WHAT THIS TASK INVOLVES –
Repeat the lines from the one containing "Check that each instance of the red" through the final line, requests included, shifting every x and y coordinate in the answers by -24. Leave the pictures out.
==== DATA TO USE
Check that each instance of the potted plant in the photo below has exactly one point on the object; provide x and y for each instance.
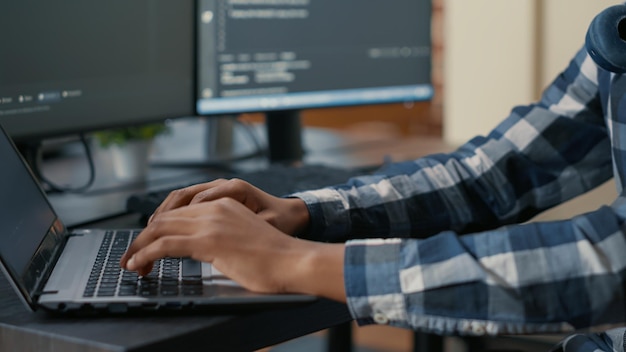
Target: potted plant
(130, 148)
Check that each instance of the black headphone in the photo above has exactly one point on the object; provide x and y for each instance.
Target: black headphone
(606, 39)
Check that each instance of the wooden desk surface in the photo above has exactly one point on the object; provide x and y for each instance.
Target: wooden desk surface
(21, 330)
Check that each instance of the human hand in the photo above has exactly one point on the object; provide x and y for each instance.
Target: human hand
(241, 245)
(289, 215)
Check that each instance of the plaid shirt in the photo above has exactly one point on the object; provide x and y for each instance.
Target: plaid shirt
(437, 244)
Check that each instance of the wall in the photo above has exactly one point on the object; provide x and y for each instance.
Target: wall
(501, 53)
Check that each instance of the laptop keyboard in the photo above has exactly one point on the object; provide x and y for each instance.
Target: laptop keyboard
(169, 276)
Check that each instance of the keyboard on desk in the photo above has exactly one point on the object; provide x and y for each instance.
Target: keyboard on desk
(277, 179)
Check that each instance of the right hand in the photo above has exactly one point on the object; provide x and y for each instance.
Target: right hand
(289, 215)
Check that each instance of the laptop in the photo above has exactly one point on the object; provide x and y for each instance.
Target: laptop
(59, 270)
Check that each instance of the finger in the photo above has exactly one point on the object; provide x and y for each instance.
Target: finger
(165, 226)
(183, 196)
(236, 189)
(167, 246)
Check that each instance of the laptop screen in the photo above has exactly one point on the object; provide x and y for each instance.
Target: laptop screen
(26, 218)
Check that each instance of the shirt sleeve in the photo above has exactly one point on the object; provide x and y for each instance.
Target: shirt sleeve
(532, 278)
(541, 155)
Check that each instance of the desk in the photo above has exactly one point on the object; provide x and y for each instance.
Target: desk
(21, 330)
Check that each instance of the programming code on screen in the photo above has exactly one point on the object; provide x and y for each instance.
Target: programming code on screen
(282, 54)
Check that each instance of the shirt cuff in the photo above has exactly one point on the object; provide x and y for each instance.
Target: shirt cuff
(373, 290)
(330, 221)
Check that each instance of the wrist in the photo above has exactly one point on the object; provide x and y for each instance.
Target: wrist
(299, 215)
(318, 270)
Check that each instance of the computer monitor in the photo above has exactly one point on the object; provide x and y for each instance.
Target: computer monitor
(76, 66)
(282, 56)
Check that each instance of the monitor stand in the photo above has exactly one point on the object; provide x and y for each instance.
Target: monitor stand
(222, 145)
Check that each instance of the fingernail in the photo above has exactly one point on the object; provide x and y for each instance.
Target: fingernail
(130, 264)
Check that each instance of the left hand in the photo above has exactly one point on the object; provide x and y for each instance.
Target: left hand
(240, 244)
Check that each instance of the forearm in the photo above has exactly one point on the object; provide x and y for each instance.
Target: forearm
(532, 278)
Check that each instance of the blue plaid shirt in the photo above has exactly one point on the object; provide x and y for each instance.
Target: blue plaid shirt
(437, 244)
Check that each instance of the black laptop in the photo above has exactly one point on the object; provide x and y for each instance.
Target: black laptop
(59, 270)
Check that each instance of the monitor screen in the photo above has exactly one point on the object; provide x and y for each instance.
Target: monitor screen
(75, 66)
(266, 55)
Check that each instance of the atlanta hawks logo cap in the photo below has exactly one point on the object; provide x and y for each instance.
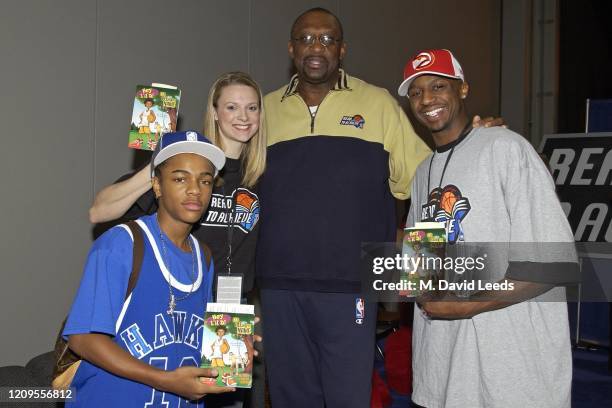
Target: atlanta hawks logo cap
(430, 62)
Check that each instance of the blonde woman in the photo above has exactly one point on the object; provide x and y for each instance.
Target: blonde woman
(234, 122)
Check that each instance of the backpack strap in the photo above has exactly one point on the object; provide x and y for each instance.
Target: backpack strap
(207, 254)
(137, 256)
(66, 358)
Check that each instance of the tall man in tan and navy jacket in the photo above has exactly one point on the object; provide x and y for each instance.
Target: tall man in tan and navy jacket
(339, 150)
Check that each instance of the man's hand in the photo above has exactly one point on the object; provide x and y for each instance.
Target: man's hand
(445, 305)
(488, 122)
(186, 382)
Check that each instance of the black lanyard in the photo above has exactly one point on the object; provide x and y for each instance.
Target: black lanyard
(466, 130)
(230, 214)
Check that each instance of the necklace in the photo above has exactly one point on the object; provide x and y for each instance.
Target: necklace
(466, 130)
(173, 299)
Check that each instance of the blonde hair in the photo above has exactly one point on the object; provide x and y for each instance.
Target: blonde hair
(254, 153)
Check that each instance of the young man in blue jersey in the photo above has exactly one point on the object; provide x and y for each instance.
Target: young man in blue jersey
(145, 350)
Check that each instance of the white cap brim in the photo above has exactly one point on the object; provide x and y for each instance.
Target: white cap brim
(403, 88)
(206, 150)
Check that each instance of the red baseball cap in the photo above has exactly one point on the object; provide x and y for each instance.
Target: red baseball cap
(430, 62)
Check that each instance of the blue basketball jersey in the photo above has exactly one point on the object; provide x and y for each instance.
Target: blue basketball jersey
(146, 330)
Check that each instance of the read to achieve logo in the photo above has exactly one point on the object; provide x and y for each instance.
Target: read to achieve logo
(356, 120)
(359, 310)
(423, 60)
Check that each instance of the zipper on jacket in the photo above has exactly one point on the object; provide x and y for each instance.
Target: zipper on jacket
(312, 117)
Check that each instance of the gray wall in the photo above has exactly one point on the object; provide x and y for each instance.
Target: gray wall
(68, 72)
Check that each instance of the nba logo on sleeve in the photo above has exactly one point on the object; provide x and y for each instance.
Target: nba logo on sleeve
(359, 310)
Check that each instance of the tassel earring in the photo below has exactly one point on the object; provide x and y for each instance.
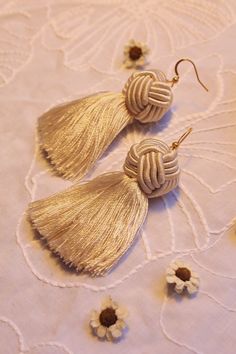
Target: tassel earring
(75, 134)
(91, 225)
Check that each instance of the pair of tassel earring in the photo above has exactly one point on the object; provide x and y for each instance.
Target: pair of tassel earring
(91, 225)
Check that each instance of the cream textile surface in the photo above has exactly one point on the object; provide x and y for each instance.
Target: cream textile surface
(53, 51)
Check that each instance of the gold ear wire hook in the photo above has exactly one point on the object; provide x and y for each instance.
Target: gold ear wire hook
========
THE COMPLETED TASK –
Check that each instance of the red baseball cap in the photo above has exactly one point on the object; provide x and y for each instance.
Target: red baseball cap
(406, 38)
Check that each instance of the blue basketball jersey in the photo above has exactly one point on the object; provide x and y for each instance.
Target: blue basketball jersey
(122, 306)
Check that each instance of the read to achieve logo in the photo above has exactly one point on the object; provide x and y for each instance.
Target: read to achieve logo
(332, 96)
(335, 286)
(399, 36)
Check that each instance of the zipper on jacket in the photo above has exactly one point on the object; provide x and y for each instance.
Target: zipper on jacket
(288, 93)
Check that each instance of the gray wall in the photo above has exactly one point on the object; provide x and y for each instance.
Target: gray wall
(44, 48)
Check that each instance of the nba logo on sleeve in the photo above has exactly one point on the object; provide x and y for each instance.
Target: nba logo on sleeve
(335, 286)
Check that each instance of the tassel earring in the photo below has exactly one point on the object; provide x and y for each instance.
Target: tassel earring
(51, 110)
(67, 201)
Check that each instance of the pair of tassel earring in the photo above has exactly one point on the object; provide x and y for each instance.
Target: pair of tassel earring
(67, 201)
Check that each instance of the cream textile surface in the photo above has exactly one point on the object; provide x and y for each instance.
Target: cream textile surface
(29, 27)
Check that each instance of the gold ear wire hook in the photo above has exactly one point on the object; provide x and y for each instance.
Target: gold ear wire hook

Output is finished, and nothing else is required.